:: What this task involves ::
The entries should be written out again exactly as they read.

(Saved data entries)
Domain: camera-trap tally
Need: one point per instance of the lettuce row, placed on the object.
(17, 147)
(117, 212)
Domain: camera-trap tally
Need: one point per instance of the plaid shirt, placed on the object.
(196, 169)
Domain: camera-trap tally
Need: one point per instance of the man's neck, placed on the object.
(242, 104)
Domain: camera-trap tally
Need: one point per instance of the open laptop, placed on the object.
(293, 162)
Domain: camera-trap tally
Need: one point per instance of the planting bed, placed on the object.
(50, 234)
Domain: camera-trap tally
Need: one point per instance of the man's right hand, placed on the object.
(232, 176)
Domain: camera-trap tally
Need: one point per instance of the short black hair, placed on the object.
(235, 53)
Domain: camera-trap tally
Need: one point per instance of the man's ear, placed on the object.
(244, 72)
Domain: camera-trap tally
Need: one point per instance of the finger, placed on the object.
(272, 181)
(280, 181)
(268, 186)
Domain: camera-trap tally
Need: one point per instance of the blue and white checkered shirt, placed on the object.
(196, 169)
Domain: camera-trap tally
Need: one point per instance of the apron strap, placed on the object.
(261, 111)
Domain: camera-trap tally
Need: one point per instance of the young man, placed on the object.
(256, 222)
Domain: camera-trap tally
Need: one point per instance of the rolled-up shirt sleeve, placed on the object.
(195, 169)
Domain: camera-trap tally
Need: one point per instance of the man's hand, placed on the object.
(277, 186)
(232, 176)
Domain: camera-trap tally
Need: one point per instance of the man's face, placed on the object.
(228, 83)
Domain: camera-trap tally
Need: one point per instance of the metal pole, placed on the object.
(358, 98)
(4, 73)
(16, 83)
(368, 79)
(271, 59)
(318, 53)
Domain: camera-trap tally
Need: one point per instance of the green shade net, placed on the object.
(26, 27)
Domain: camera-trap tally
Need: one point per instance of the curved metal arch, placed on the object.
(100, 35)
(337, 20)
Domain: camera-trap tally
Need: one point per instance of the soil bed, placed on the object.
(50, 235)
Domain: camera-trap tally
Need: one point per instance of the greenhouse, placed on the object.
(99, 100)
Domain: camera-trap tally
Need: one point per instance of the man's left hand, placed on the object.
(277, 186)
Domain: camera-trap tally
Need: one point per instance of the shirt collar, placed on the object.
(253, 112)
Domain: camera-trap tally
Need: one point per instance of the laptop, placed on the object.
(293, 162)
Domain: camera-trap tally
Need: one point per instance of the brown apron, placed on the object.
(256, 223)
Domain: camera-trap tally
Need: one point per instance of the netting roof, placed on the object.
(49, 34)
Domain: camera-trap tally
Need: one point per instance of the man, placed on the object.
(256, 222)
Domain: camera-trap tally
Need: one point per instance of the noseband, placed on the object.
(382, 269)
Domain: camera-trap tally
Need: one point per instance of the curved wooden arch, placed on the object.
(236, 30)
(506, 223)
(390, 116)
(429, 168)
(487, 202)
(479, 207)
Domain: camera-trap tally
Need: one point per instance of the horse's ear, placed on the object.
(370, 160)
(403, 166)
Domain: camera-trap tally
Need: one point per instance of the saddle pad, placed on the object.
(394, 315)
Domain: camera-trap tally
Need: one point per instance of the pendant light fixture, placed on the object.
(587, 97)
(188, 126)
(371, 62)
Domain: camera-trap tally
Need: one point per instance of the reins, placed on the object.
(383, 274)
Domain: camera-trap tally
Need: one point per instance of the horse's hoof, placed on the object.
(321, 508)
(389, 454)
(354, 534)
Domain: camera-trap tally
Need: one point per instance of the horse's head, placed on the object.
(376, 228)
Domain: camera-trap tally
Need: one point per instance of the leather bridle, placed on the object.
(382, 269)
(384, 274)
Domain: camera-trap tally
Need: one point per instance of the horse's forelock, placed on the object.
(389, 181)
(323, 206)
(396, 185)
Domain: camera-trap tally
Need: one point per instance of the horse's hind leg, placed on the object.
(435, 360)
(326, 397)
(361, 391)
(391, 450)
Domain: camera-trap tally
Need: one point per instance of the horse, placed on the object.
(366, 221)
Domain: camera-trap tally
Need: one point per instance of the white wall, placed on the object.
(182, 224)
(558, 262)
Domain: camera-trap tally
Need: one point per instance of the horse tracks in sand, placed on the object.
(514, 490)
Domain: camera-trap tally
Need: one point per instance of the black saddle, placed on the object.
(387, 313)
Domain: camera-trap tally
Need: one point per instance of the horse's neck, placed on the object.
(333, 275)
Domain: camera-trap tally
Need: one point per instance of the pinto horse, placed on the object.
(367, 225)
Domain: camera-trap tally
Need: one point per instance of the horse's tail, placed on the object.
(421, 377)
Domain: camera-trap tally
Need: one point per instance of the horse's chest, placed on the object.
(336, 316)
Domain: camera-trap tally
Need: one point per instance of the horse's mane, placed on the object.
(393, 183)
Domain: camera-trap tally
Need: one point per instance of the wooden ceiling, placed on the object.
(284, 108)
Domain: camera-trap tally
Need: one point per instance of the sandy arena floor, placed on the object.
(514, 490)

:: Task solution ::
Domain: camera-trap tally
Need: one point per instance of the lettuce row, placed on the object.
(17, 147)
(117, 212)
Domain: camera-trap tally
Need: one point per instance of the plaid shirt, placed on the object.
(196, 169)
Domain: camera-trap tally
Need: one point per instance of the man's neck, placed on the object.
(242, 104)
Domain: camera-trap tally
Need: one point per instance of the open laptop, placed on the object.
(293, 162)
Domain: camera-trap tally
Need: one point per instance of the planting bed, placed on the object.
(50, 234)
Domain: camera-trap tally
Need: one point per instance of the man's right hand, placed on the object.
(232, 176)
Domain: camera-trap tally
Need: one point per instance of the short black hair, placed on the object.
(235, 53)
Domain: camera-trap tally
Need: one point per instance of the man's ear, placed on the object.
(244, 72)
Domain: camera-trap tally
Need: one point per instance of the finger, placed on the object.
(272, 181)
(280, 181)
(268, 186)
Domain: camera-trap tally
Need: one point per instance of the blue and white checkered shirt, placed on the object.
(196, 169)
Domain: camera-trap tally
Need: one point per instance of the apron strap, placed on the object.
(261, 111)
Domain: camera-trap tally
Need: one point per instance of the young man, placed on the object.
(256, 222)
Domain: camera-trap tally
Need: one point per instance of the rolled-up shirt sleeve, placed on the object.
(195, 169)
Domain: camera-trap tally
Need: one point per instance of the man's hand, placed on the object.
(277, 186)
(232, 176)
Domain: camera-trap tally
Need: one point per instance of the man's face, placed on the object.
(228, 83)
Domain: camera-trap tally
Need: one point per instance of the metal pole, placed on the object.
(358, 98)
(4, 73)
(16, 83)
(368, 79)
(271, 59)
(318, 53)
Domain: camera-trap tally
Need: one point per instance of the green shade net, placed on the object.
(26, 27)
Domain: camera-trap tally
Need: one point per instance of the curved metal arch, placed on the object.
(100, 35)
(337, 20)
Domain: camera-trap tally
Need: one point per instance of the soil bed, placed on the object.
(50, 235)
Domain: camera-trap tally
Need: one point per instance of the greenhouse, placed on the object.
(99, 100)
Domain: camera-trap tally
Need: one point per instance of the man's left hand, placed on the object.
(277, 186)
Domain: camera-trap tally
Need: one point per instance of the shirt collar, placed on the object.
(253, 112)
Domain: camera-trap tally
Need: one point per instance of the laptop, placed on the object.
(293, 162)
Domain: camera-trap tally
Need: one point per instance of the brown apron, placed on the object.
(256, 223)
Domain: camera-trap tally
Need: one point per instance of the netting roof, placed on the object.
(49, 34)
Domain: camera-trap tally
Need: one point per instance of the man, placed on the object.
(256, 222)
Domain: camera-trap tally
Need: one point per instance of the noseband, placed on the object.
(382, 269)
Domain: camera-trap tally
Need: one point per instance of the curved wooden arch, placed on the object.
(236, 30)
(506, 223)
(390, 116)
(429, 168)
(487, 202)
(479, 207)
Domain: camera-trap tally
Need: one point per instance of the horse's ear, placed on the object.
(370, 160)
(403, 166)
Domain: camera-trap tally
Need: one point per instance of the saddle pad, placed on the object.
(394, 315)
Domain: camera-trap tally
Need: one point per instance of the pendant light fixture, placed on the object.
(587, 97)
(188, 126)
(371, 62)
Domain: camera-trap tally
Need: one point per instance of the reins, placed on the object.
(383, 274)
Domain: camera-trap tally
Need: one point per instance of the horse's hoof, placed on the object.
(321, 508)
(389, 454)
(354, 534)
Domain: camera-trap tally
Need: one point per instance of the horse's head, placed on the object.
(376, 228)
Domain: camera-trap tally
Need: one point per instance of the leather bridle, placed on the object.
(382, 269)
(384, 274)
Domain: camera-trap tally
Need: one point per instance of the horse's forelock, placed on the object.
(389, 181)
(323, 206)
(396, 185)
Domain: camera-trap tally
Need: one point per instance of the horse's hind leg, placed on the object.
(435, 360)
(326, 397)
(361, 391)
(391, 450)
Domain: camera-trap tally
Need: one point per instance of the horse, placed on the object.
(366, 221)
Domain: camera-trap tally
Need: one point per instance of the white wall, placed on the object.
(182, 224)
(558, 262)
Domain: camera-trap tally
Need: one point per instance of the horse tracks in sand, placed on the object.
(514, 490)
Domain: camera-trap tally
Need: one point per instance of the black saddle, placed on the object.
(387, 313)
Domain: camera-trap tally
Need: one point per instance of the horse's neck, placed on the object.
(333, 275)
Domain: camera-trap tally
Need: one point per instance of the pinto horse, placed on the object.
(367, 225)
Domain: camera-trap tally
Need: one point per instance of the horse's tail, placed on the object.
(421, 377)
Domain: camera-trap tally
Need: one point per instance of the horse's chest, placed on the object.
(336, 316)
Domain: camera-trap tally
Need: one point per instance of the horse's mane, placed on the object.
(393, 183)
Domain: camera-trap tally
Need: one point per instance of the wooden ceiling, placed on the object.
(284, 108)
Domain: camera-trap tally
Need: one point per instance of the sandy arena floor, placed on the object.
(514, 490)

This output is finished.